Architecturally, a traditional wireless LAN controller (WLC) is not a necessary component of a WLAN. In fact, it may be sufficient to more simply deploy an AP presenting an Ethernet interface to the network for user traffic and acting as its L2 interface (i.e., the port that learns the MACs bridged by it and responds to L2/L3 network control protocol (NCP) such as Address Resolution Protocol (ARP)/Reverse ARP (RARP), etc.). If mobility anchoring is desired, the AP and gateway (edge) can establish IEEE 802.11 agnostic L3 tunnels (e.g., Ethernet over IP (EoIP), Ethernet over Generic Routing Encapsulation (EoGRE), Ethernet over Multi-Protocol Label Switching (EoMPLS), etc.) on an aggregate (trunk) or individual MAC basis as desired. A notable feature is that mobility between physical APs is handled either via either a tunnel-less L2/Ethernet technique (L2 switch MAC learning, gratuitous ARP, etc.) or L3 tunnel technique whereby the tunnel end-point's move is initiated by the AP without the edge requiring any 802.1 1knowledge. Thus, and as will be explained in more detail below, MBBR is not employed on the edge device or AP Ethernet interfaces to store, forward or replicate MSDUs/MPDUs on one interface to another or split MSDUs between interfaces.

Instead, in accordance with an embodiment, the AP MLDs have a control-plane connection between themselves that controls which (set of collocated) APs in a multi-AP MLD set is serving the non-AP MLD (converting Ethernet to 802.11 frames and performing WiFi7 MLD functions), and this decision is triggered by the non-AP MLD's authentication-less 802.11r re-association process.

Given exercise A: Edit the wireless LAN excerpt by writing it out again starting with "Instead, in accordance" and going on through "802.11r re-association process.", with "control-plane connection" replaced by "management-plane connection".
Given exercise B: Continue the wireless LAN excerpt from where it stops.

Supplied material:

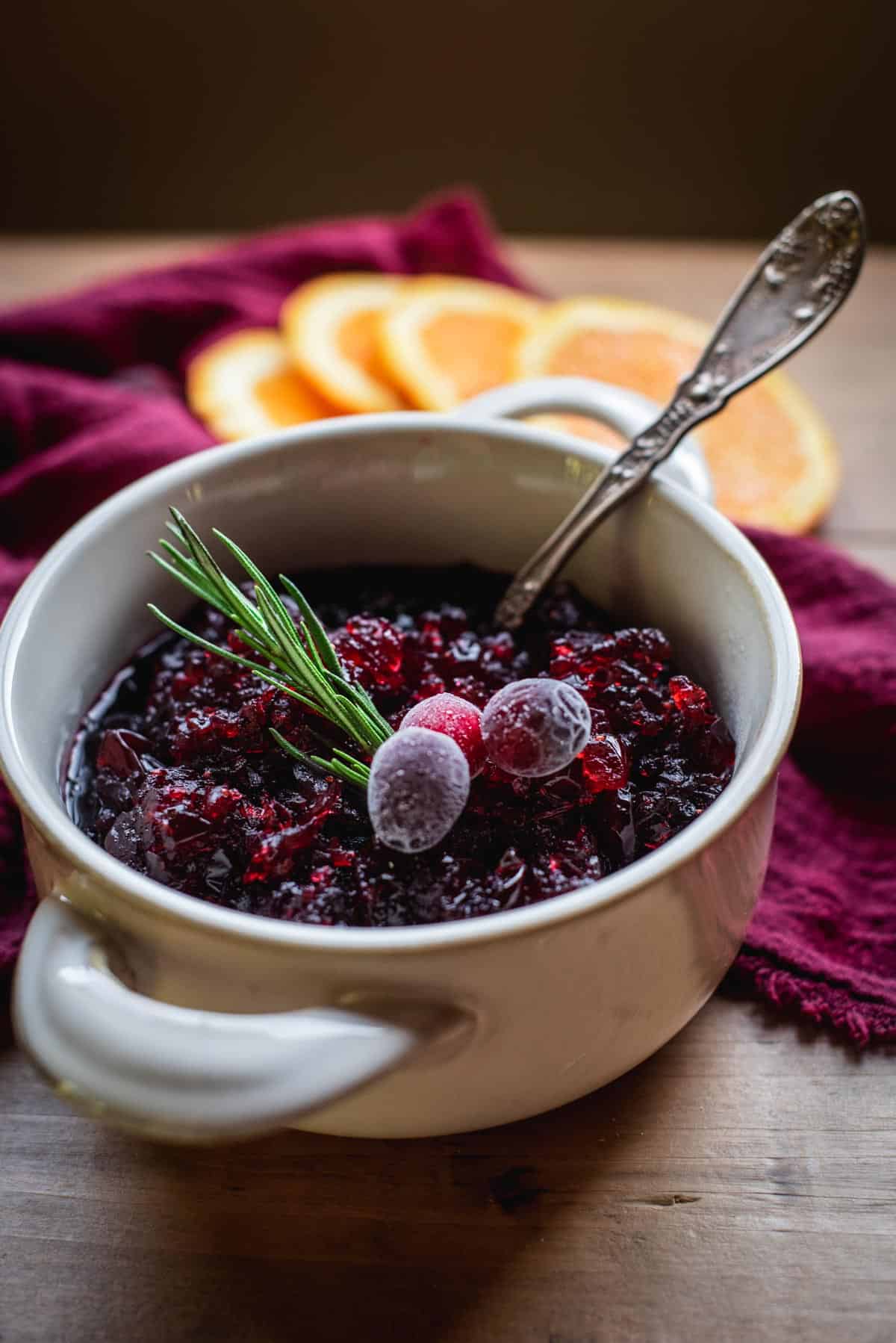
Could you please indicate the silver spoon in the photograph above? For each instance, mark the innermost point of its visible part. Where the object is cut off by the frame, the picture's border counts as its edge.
(798, 282)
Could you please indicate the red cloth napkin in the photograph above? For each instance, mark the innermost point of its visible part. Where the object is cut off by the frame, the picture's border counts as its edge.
(90, 399)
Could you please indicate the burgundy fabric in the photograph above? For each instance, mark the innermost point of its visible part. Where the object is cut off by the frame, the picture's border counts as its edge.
(90, 399)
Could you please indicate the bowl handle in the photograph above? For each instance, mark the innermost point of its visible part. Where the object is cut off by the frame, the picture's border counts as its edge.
(625, 412)
(183, 1073)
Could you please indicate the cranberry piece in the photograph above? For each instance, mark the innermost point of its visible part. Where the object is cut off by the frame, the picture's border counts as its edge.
(691, 701)
(457, 719)
(371, 648)
(605, 764)
(120, 751)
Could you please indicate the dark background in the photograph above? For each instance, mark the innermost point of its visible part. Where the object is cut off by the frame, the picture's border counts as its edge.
(641, 117)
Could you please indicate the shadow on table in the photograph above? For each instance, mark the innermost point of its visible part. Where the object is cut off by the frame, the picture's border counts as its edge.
(334, 1238)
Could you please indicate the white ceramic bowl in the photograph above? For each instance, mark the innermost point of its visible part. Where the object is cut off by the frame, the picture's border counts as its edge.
(175, 1018)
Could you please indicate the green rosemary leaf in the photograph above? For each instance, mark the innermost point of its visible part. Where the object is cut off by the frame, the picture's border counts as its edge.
(264, 673)
(346, 767)
(223, 592)
(316, 631)
(297, 656)
(366, 708)
(195, 587)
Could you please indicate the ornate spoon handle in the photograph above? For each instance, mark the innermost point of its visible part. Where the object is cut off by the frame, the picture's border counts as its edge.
(798, 282)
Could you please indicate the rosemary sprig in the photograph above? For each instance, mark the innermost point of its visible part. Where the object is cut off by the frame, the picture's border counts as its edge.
(297, 660)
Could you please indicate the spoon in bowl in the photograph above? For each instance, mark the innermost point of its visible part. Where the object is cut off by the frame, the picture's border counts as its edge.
(795, 286)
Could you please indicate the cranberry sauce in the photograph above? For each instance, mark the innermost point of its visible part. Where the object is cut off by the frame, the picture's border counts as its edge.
(176, 774)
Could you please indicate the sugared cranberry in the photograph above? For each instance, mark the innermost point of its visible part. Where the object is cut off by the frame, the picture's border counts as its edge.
(457, 719)
(534, 728)
(418, 787)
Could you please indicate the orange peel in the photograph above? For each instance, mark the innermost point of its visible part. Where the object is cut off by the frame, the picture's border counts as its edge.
(771, 457)
(243, 385)
(331, 329)
(447, 338)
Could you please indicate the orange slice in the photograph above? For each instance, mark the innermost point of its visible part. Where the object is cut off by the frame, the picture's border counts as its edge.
(771, 457)
(245, 385)
(331, 331)
(447, 338)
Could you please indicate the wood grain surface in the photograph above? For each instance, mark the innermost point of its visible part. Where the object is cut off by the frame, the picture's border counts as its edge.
(738, 1186)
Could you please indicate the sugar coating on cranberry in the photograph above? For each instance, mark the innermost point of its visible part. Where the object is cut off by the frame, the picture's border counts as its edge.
(535, 727)
(457, 719)
(418, 787)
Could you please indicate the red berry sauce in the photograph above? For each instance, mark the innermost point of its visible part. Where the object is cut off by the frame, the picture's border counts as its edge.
(175, 772)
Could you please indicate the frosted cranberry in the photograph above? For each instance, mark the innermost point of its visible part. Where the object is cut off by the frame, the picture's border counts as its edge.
(457, 719)
(535, 727)
(418, 787)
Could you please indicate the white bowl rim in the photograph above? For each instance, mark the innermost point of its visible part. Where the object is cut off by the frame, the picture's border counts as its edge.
(47, 811)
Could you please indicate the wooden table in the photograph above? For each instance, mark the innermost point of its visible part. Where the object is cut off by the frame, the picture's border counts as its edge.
(738, 1186)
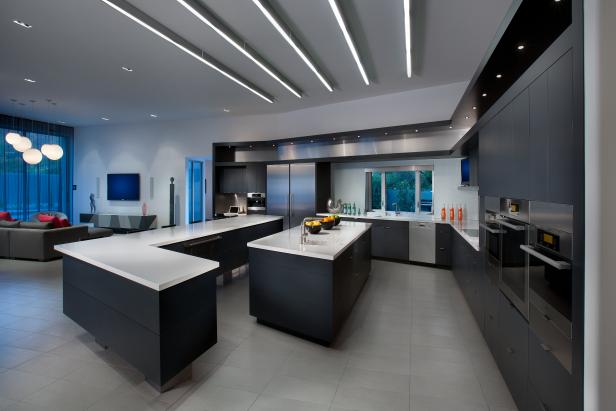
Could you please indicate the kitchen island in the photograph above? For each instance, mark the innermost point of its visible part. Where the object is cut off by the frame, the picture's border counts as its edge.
(309, 288)
(151, 296)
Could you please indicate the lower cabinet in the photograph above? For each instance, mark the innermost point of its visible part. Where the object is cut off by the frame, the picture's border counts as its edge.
(390, 239)
(512, 350)
(443, 245)
(550, 384)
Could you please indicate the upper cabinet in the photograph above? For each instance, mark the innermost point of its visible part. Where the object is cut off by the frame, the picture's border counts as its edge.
(527, 150)
(553, 150)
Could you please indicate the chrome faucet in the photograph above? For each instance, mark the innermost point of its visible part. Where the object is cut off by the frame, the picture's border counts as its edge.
(303, 238)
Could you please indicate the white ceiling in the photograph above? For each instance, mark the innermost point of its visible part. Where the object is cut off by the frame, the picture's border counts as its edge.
(76, 48)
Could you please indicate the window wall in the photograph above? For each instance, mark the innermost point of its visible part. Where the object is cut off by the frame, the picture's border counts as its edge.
(26, 189)
(403, 189)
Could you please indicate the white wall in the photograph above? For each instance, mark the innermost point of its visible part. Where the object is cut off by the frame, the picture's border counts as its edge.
(159, 149)
(349, 183)
(600, 248)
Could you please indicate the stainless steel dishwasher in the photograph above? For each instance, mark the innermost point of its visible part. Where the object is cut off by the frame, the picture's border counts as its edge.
(422, 242)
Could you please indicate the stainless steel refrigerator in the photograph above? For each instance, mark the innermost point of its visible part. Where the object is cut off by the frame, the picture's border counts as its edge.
(295, 190)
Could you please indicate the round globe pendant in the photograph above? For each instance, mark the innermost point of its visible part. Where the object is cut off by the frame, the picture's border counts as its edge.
(32, 156)
(23, 144)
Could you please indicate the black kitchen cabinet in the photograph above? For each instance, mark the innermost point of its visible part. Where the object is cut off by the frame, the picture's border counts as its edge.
(468, 271)
(490, 331)
(443, 245)
(551, 386)
(390, 239)
(512, 350)
(232, 179)
(553, 148)
(256, 178)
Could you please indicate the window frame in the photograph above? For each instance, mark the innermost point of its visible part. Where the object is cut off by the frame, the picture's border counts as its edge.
(417, 169)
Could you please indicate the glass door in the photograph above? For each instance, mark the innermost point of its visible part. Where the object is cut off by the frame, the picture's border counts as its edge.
(195, 191)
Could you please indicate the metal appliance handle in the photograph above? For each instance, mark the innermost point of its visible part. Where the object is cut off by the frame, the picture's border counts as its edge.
(512, 226)
(559, 265)
(491, 230)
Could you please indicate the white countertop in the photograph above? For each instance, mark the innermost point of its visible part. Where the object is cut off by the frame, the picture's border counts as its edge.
(459, 226)
(137, 257)
(326, 245)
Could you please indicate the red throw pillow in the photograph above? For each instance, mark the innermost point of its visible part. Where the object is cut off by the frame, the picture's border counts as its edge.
(50, 219)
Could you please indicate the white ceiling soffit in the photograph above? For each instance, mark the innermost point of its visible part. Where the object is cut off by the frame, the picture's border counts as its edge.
(75, 50)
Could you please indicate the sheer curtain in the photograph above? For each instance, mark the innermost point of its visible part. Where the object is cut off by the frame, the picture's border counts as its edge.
(26, 189)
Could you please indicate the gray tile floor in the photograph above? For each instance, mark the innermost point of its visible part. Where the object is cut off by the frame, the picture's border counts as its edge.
(410, 344)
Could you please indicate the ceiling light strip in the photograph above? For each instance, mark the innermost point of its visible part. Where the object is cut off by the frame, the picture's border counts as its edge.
(347, 36)
(286, 35)
(208, 20)
(112, 4)
(407, 38)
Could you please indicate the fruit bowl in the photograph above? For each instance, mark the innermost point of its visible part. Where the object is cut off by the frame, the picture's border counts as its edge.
(328, 223)
(314, 227)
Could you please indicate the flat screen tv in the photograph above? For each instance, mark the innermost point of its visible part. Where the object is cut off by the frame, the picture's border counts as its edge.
(123, 187)
(465, 169)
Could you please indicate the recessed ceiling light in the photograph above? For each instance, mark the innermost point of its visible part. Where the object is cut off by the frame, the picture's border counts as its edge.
(239, 44)
(407, 38)
(186, 48)
(286, 34)
(22, 24)
(347, 36)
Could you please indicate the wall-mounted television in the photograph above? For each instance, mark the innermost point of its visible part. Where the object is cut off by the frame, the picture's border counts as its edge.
(123, 187)
(465, 169)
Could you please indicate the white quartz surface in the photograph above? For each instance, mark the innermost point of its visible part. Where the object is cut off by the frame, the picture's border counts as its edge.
(137, 256)
(326, 245)
(459, 226)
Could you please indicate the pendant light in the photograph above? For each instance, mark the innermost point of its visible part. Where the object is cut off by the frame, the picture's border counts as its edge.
(32, 156)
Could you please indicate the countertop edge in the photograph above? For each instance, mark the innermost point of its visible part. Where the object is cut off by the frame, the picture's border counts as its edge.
(255, 244)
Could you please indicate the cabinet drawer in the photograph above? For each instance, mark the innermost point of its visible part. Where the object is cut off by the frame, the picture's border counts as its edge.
(390, 242)
(512, 355)
(552, 384)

Expected answer A:
Instead, in accordance with an embodiment, the AP MLDs have a management-plane connection between themselves that controls which (set of collocated) APs in a multi-AP MLD set is serving the non-AP MLD (converting Ethernet to 802.11 frames and performing WiFi7 MLD functions), and this decision is triggered by the non-AP MLD's authentication-less 802.11r re-association process.

Expected answer B:
That is, in seamless and make-before-break-roaming (MBBR) architectures, the non-AP MLD does not need to associate with each target AP MLD as the association to any AP MLD in the same seamless mobility domain (SMD) replaces the need for future associations. The non-AP MLD simply adds a link from the target AP MLD into its MLD set and communication will be enabled.

The distinction between re-association and MLD add-link to establish communication is important since in the former all of the control and data-plane state is by definition erased/forgotten, meaning there is no connection state remembered, but in the latter case all of the non-AP MLD's connection state (but not necessarily data flow state) is automatically transferred to any target AP MLD and only the data-plane is reset (including block acknowledgement setup, as discussed below).

Reference is now made to FIG. 1, which shows a seamless mobility domain 110 of a wireless local area network (WLAN) operating in accordance with Multi-Link Operation (MLO), including collocated APs and non-collocated APs and roaming logic 180 hosted by several network elements, according to an example embodiment.

As shown, a distributed system (DS) 100 includes seamless mobility domain 110 that comprises AP MLD1 151 and AP MLD2 152. AP MLD1 151 includes AP1 and AP2, and AP MLD2 152 includes AP3 and AP4. AP MLD1 151 and AP MLD2 152 (and individual APs, namely AP1/AP2, AP3/AP4) may communicate with one another via a control plane 160. Roaming logic 180, the function of which is described further below, may be deployed on each of AP MLD1 151 and AP MLD2 152, as well as on a client 190. Roaming logic 180 could also be deployed as part of a WLAN controller (not shown). AP MLD1 151 and AP MLD2 152 may also be referred to as an “AP actor.”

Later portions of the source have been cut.